### GOAL OF THE EXERCISE
In the rows below, substitute "a single point for each instance" for every "one point per instance" and reproduce them with nothing else changed. Leave the pictures out.

### DATA SUPPLIED
#####
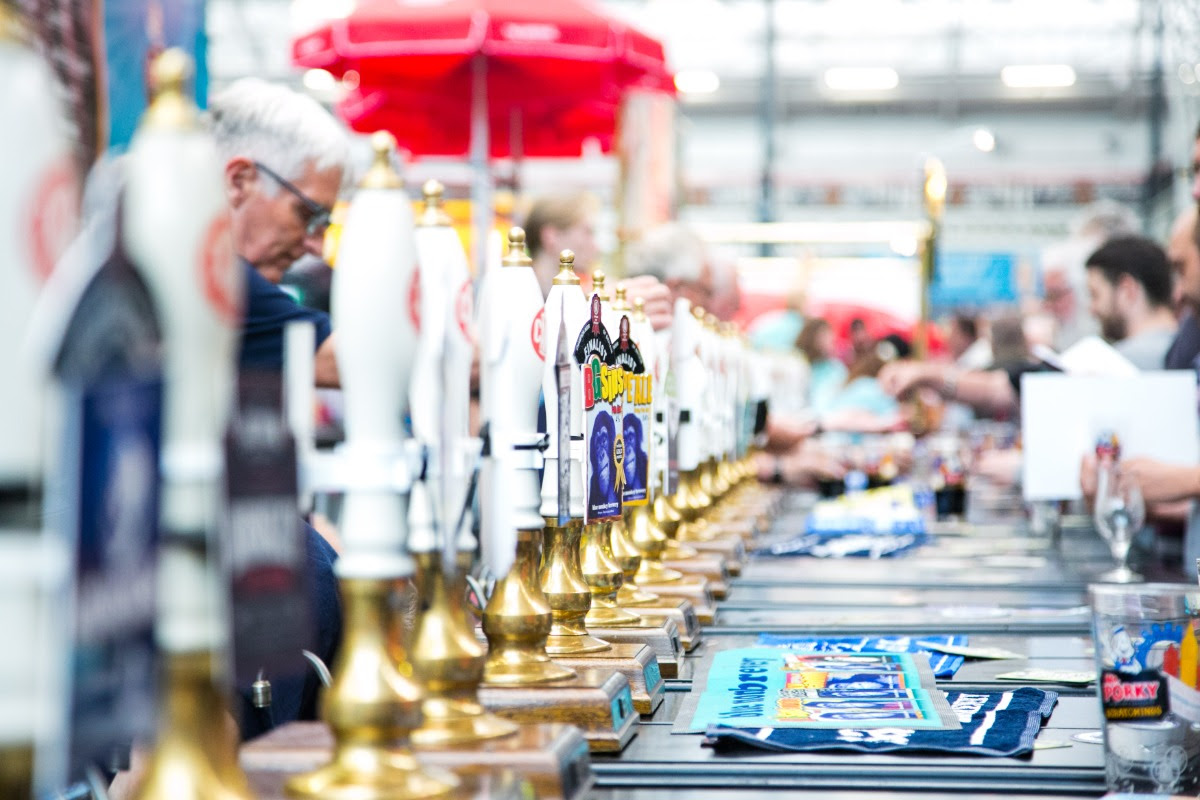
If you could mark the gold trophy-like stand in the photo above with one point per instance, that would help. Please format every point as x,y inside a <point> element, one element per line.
<point>574,647</point>
<point>457,732</point>
<point>520,680</point>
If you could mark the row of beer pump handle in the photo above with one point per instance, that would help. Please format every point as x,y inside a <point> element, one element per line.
<point>411,471</point>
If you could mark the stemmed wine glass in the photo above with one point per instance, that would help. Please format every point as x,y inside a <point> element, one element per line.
<point>1119,515</point>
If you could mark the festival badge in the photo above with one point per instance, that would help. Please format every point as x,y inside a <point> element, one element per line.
<point>604,388</point>
<point>635,416</point>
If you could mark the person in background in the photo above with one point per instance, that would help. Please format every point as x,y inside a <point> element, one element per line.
<point>285,161</point>
<point>861,342</point>
<point>1063,278</point>
<point>966,346</point>
<point>1129,292</point>
<point>1171,491</point>
<point>777,330</point>
<point>1183,256</point>
<point>827,373</point>
<point>558,222</point>
<point>675,256</point>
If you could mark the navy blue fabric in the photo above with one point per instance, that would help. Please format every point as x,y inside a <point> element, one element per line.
<point>821,545</point>
<point>269,308</point>
<point>942,663</point>
<point>294,696</point>
<point>994,723</point>
<point>1186,347</point>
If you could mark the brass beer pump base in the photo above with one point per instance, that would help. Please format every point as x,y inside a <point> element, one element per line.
<point>457,723</point>
<point>552,757</point>
<point>625,555</point>
<point>659,633</point>
<point>695,590</point>
<point>677,551</point>
<point>654,572</point>
<point>569,596</point>
<point>517,621</point>
<point>372,707</point>
<point>449,661</point>
<point>604,578</point>
<point>682,613</point>
<point>196,756</point>
<point>636,662</point>
<point>597,701</point>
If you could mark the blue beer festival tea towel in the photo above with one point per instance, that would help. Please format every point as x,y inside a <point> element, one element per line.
<point>943,665</point>
<point>877,523</point>
<point>994,723</point>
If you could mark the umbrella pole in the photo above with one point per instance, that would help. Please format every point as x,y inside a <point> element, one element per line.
<point>481,176</point>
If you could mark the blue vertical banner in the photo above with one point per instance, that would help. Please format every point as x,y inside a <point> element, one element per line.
<point>101,50</point>
<point>135,32</point>
<point>973,280</point>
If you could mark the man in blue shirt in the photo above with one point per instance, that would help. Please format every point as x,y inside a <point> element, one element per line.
<point>285,158</point>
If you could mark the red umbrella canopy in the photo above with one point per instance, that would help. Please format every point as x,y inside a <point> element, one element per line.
<point>555,71</point>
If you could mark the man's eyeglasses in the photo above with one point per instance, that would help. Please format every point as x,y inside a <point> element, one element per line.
<point>318,215</point>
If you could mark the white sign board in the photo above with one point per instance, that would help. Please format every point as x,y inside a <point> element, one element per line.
<point>1153,414</point>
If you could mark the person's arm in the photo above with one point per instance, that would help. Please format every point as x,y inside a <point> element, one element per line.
<point>784,431</point>
<point>988,390</point>
<point>325,365</point>
<point>1163,482</point>
<point>659,302</point>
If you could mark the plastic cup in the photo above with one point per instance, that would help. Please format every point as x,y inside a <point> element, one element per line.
<point>1147,656</point>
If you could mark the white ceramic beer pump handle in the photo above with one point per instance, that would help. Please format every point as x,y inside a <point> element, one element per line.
<point>375,319</point>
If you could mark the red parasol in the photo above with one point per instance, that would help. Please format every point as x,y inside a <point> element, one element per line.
<point>545,76</point>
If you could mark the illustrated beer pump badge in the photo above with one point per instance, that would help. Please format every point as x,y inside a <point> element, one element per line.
<point>616,464</point>
<point>635,425</point>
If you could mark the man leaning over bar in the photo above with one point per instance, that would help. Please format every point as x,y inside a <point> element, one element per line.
<point>285,161</point>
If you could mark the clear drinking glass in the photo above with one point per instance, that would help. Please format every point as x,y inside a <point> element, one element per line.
<point>1119,515</point>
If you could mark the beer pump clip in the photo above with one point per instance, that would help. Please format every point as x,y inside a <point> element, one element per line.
<point>690,384</point>
<point>567,308</point>
<point>513,354</point>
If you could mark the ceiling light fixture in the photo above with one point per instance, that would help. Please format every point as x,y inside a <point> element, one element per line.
<point>1038,76</point>
<point>861,78</point>
<point>697,82</point>
<point>319,80</point>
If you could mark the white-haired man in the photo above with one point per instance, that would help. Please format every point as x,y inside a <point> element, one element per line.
<point>285,160</point>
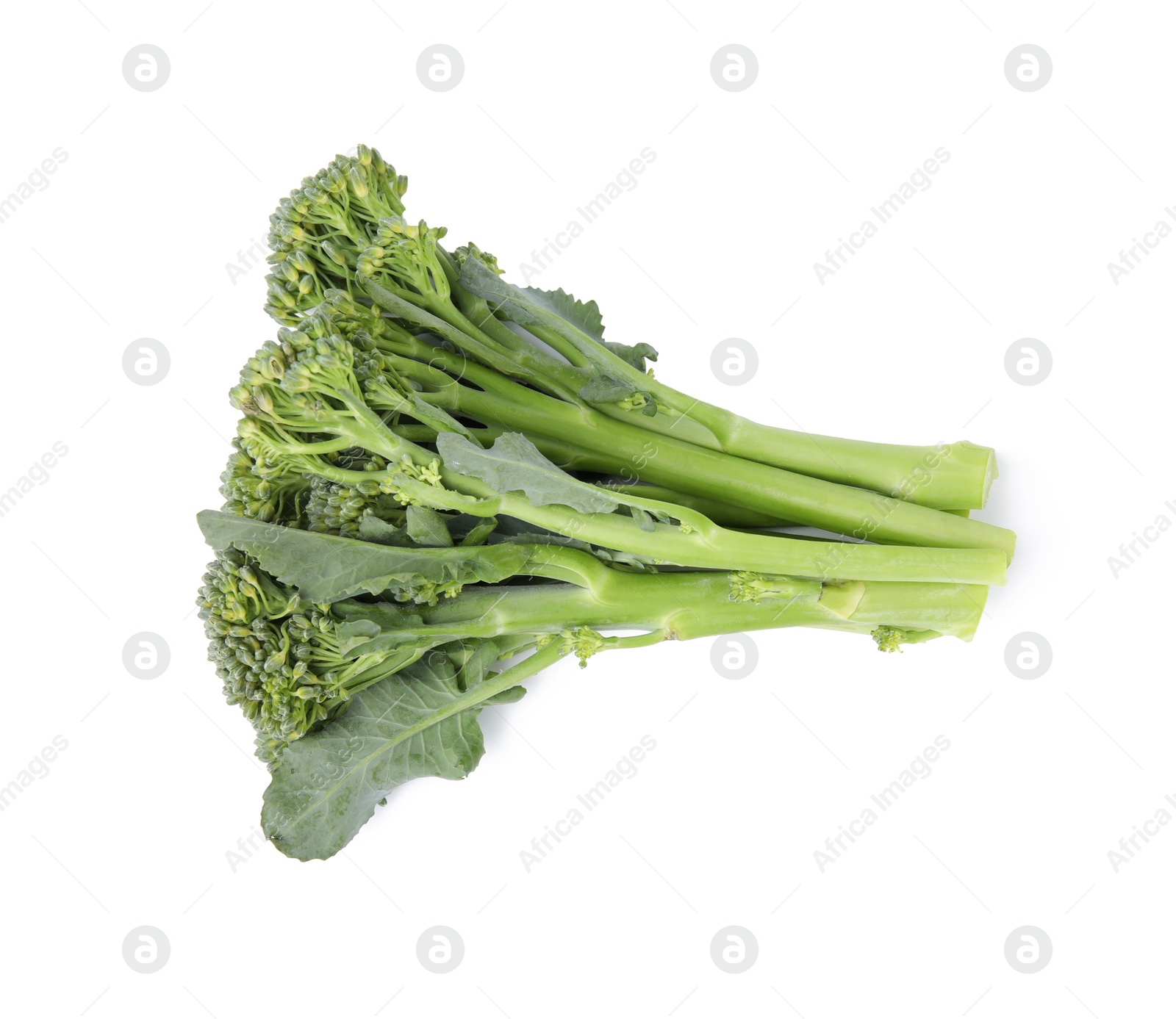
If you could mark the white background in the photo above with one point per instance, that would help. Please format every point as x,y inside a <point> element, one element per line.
#####
### TASK SOLUTION
If you could mark the gold trophy-like stand in the photo above with a single point for each instance, that would help. Please format every point as x,y inside a <point> element, one element per line.
<point>574,647</point>
<point>457,732</point>
<point>520,680</point>
If you could mark the row of beer pump handle in the photo above with a single point for each instance, that would help. Please format every point as x,y inside a <point> element, one element per line.
<point>411,471</point>
If you could mark the stemmed wine glass in the photo above with a single point for each instance, that would help. Please format every point as x,y inside a <point> element, one element per line.
<point>1119,515</point>
If you could mark the festival badge in the photo above with a single point for each instance, that would help. Please format every point as x,y inside a <point> element, one element per line.
<point>604,388</point>
<point>635,416</point>
If you could mark the person in background in the photo above with a single point for each instance, that would help. Please format every point as x,y inside a <point> element, one element per line.
<point>285,161</point>
<point>861,342</point>
<point>1063,278</point>
<point>966,346</point>
<point>1129,292</point>
<point>1171,491</point>
<point>777,330</point>
<point>1183,256</point>
<point>827,373</point>
<point>558,222</point>
<point>675,256</point>
If you could mark the navy blue fabric in the photo above with a single point for each instance, that would help. Please format every point as x,y inside a <point> element, one element per line.
<point>821,545</point>
<point>269,308</point>
<point>942,663</point>
<point>294,696</point>
<point>994,723</point>
<point>1186,347</point>
If you could mark the brass beer pump base in the photo above with a single point for each instance, that would help. Please format every point as x,y inside a <point> element, one element per line.
<point>457,723</point>
<point>552,757</point>
<point>625,555</point>
<point>659,633</point>
<point>695,590</point>
<point>677,551</point>
<point>654,572</point>
<point>569,596</point>
<point>517,621</point>
<point>372,707</point>
<point>449,661</point>
<point>604,578</point>
<point>682,613</point>
<point>196,756</point>
<point>636,662</point>
<point>597,701</point>
If you could mark the blue beer festival tea towel in the photo above with a single point for each instance, that would help. Please format every point as x,y inside a <point> element, one element per line.
<point>943,665</point>
<point>877,523</point>
<point>994,723</point>
If you could mark the umbrella pole in the photo above with a single point for each instance, that would help. Please format every point as x,y inside a <point> element, one element per line.
<point>481,176</point>
If you could mark the blue vertical banner in the photo above with a single point for each instance, that would help. Please format every point as x,y inside a <point> element, one element per line.
<point>101,50</point>
<point>135,32</point>
<point>973,280</point>
If you could mark the man in blue shirt in the photo above with a single point for each instance, that would help. Please format every point as x,y inside a <point> element, one element per line.
<point>285,158</point>
If you could mark the red umbrella canopy in the photo above with a single point for each instance, that would help. Please format every point as x,y inside a <point> element, one element per line.
<point>555,71</point>
If you could mark the man's eyeglasses in the photo above with a single point for each instance, that would help. Please format every point as x,y inside a <point> element, one element per line.
<point>318,215</point>
If you could mark the white sign board in the photo above with a single point for each instance, that would help. Please format every point as x,y inside a <point> element, one element per line.
<point>1153,414</point>
If you could mark the person's arm in the photo above with a single point for each instance, that would help. Please format every point as x,y inside a <point> element, one element per line.
<point>784,431</point>
<point>988,390</point>
<point>325,365</point>
<point>1163,482</point>
<point>659,302</point>
If you could mark the plastic cup in the photo above with a single point for each instance, that would help. Please format every point as x,y inside a <point> element, one element per line.
<point>1147,656</point>
If you could mark the white ceramic beer pump handle in the photo above with a single point for each instance, that would help. Please format every point as x,y inside a <point> element, one element per line.
<point>375,319</point>
If you could mark the red parasol in the photo above with a single point for each instance, that would help. Please format every point as x,y inside a <point> element, one element per line.
<point>545,76</point>
If you could mark the illustrated beer pump badge in the photo above with a single point for each instance, that would help. Please format every point as x,y inside a <point> element, one element per line.
<point>616,464</point>
<point>635,425</point>
If you could mark the man leaning over bar in the photo above with a single point for each instance, that would help. Please format every point as x,y inside a <point> element, one element per line.
<point>285,161</point>
If you could mark the clear drinking glass in the photo above with a single point for each instance, that would help. Please format every point as x,y inside a <point> element, one element per line.
<point>1119,515</point>
If you could mark the beer pump clip in the photo above with a single point for each instance, that would help. Please format every point as x,y inside a <point> element, one element per line.
<point>690,384</point>
<point>567,308</point>
<point>513,354</point>
If you could mark the ceiling light fixture in the photo above with a single point for each instance, that would help. Please format every point as x,y inside a <point> element, one element per line.
<point>1038,76</point>
<point>861,78</point>
<point>697,82</point>
<point>319,80</point>
If you could mark the white-haired man in the photo above with a single point for each instance, that would help. Please format every point as x,y inside a <point> element, one element per line.
<point>285,160</point>
If you could mark the white background in the photo above with a single point for each instance, that would help. Please format every point as x,y inside a <point> element, one element per line.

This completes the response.